**Exercise material**
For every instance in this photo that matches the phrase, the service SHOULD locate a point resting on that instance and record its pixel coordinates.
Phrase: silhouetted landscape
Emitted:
* * *
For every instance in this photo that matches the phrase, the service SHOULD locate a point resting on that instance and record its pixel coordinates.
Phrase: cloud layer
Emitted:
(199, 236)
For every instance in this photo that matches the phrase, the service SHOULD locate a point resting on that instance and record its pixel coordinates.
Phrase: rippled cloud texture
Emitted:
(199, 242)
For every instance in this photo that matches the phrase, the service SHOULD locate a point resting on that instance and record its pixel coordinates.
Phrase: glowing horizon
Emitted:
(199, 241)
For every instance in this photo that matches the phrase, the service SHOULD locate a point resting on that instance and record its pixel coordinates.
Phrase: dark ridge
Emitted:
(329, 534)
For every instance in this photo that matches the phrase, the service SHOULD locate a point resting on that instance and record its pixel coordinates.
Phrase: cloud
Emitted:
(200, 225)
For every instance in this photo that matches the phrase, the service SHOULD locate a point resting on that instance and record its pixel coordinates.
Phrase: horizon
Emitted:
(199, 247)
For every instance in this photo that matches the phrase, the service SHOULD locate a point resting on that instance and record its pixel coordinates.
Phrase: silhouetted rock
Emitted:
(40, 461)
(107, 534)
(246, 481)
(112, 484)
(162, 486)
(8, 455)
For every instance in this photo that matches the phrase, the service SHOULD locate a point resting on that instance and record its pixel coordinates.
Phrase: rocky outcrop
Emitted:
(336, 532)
* * *
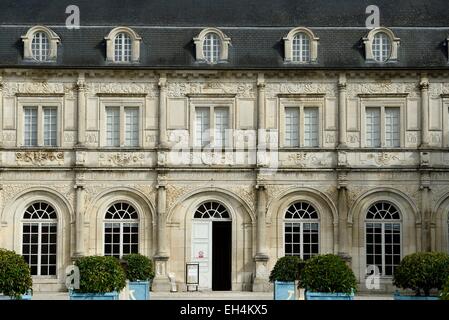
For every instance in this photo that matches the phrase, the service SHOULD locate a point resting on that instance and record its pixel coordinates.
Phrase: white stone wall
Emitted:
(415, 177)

**Exercise**
Pick out every line in the items above that contains the word "cloud", and copy each one.

**Solution for this task**
Phrase: cloud layer
Phrase: rippled cloud texture
Phrase: cloud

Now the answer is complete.